Source document —
"""

Re: About corundum

254 views
Skip to first unread message

Alex Forencich

unread,
Oct 13, 2020, 5:06:45 PM10/13/20
to Tao Wang, corund...@googlegroups.com
Tao-

Thanks for your questions!  If you don't mind, I'm going to respond on
the list as this may be useful to other people as well. 

That's correct, each interface contains one set of queues and appears as
a separate network interface at the operating system level, while each
interface can then contain multiple ports that share the same set of
queues. 

In this case, which packets go out which ports is determined by the
schedulers, and since each port has its own scheduler, the mapping of
queues to ports can be changed dynamically under hardware control
without any input from the operating system.  This is intended to
support various experimental network architectures that utilize multiple
uplinks from each host.  In the receive direction, incoming packets from
multiple ports are simply multiplexed into the same set of queues.  The
hand-off to the ports is done atomically at the descriptor level - a
port makes a request to the interface descriptor fetch logic for a
descriptor for a certain queue, and either it gets a descriptor or the
operation fails due to the queue being empty or disabled.  There are no
issues with contention presuming there is sufficient PCIe bandwidth and
the host can keep the RX queues full. 

Some of this may make a little bit more sense when you consider the
history of Corundum.  It was originally developed with the eventual goal
of evaluating RotorNet
(http://cseweb.ucsd.edu/~gmporter/papers/sigcomm17-rotornet.pdf) and
Opera (https://cseweb.ucsd.edu/~snoeren/papers/opera-nsdi20.pdf).  In
that network, each host has multiple uplinks, different traffic must be
sent over each of the uplinks during different timeslots, and all of
this must be done under hardware control to ensure sufficient precision
in packet transmit timing.  The idea is that software sends data to
different NIC queues based on the ultimate destination, and then it is
up to the NIC schedulers to decide not only when to send data from each
queue, but also which port to use.

"""

What is required —
Reproduce the passage of the forum reply about Corundum between "Re: About corundum" and "people as well.", inclusive. The records aren't needed for any of this.

Excerpted records —
"""

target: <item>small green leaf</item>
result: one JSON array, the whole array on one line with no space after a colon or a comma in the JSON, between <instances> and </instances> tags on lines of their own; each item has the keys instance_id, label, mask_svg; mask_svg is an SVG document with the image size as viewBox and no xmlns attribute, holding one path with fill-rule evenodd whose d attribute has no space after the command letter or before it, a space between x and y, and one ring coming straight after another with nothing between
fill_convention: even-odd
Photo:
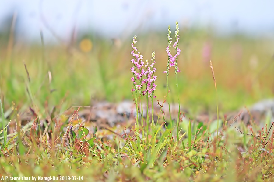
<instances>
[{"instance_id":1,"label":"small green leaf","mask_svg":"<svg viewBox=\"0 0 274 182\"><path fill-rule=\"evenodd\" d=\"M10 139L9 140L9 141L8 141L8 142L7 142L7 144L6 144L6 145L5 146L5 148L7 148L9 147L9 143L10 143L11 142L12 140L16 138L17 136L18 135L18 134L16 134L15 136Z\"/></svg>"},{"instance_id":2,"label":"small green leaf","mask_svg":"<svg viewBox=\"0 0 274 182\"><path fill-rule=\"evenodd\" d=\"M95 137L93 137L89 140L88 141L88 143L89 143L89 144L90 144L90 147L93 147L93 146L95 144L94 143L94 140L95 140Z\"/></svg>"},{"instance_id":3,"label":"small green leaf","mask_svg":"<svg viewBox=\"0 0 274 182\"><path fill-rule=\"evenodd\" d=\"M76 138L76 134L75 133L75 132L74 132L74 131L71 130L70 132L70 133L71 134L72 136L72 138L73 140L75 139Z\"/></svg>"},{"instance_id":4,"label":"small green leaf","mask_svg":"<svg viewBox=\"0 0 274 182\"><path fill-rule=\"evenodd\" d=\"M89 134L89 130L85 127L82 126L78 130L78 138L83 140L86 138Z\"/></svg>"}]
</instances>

"""
"""

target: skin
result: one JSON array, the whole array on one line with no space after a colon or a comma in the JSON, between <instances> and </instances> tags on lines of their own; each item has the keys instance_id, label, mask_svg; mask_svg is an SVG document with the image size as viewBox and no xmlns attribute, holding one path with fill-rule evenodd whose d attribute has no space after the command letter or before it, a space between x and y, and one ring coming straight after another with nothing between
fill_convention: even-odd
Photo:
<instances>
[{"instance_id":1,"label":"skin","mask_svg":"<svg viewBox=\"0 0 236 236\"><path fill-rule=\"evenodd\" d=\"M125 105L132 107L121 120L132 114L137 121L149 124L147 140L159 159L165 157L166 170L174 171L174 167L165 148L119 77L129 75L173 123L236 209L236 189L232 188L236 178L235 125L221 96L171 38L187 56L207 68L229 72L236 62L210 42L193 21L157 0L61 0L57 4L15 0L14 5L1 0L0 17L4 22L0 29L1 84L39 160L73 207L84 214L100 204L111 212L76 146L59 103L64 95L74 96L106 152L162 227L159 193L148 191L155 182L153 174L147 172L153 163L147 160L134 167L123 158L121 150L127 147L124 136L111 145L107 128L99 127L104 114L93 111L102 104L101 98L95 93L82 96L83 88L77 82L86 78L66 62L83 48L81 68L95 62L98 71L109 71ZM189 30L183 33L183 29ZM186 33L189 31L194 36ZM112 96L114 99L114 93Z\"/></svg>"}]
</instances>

"""

Response —
Re: About corundum

254 views
Skip to first unread message

Alex Forencich

unread,
Oct 13, 2020, 5:06:45 PM10/13/20
to Tao Wang, corund...@googlegroups.com
Tao-

Thanks for your questions!  If you don't mind, I'm going to respond on
the list as this may be useful to other people as well.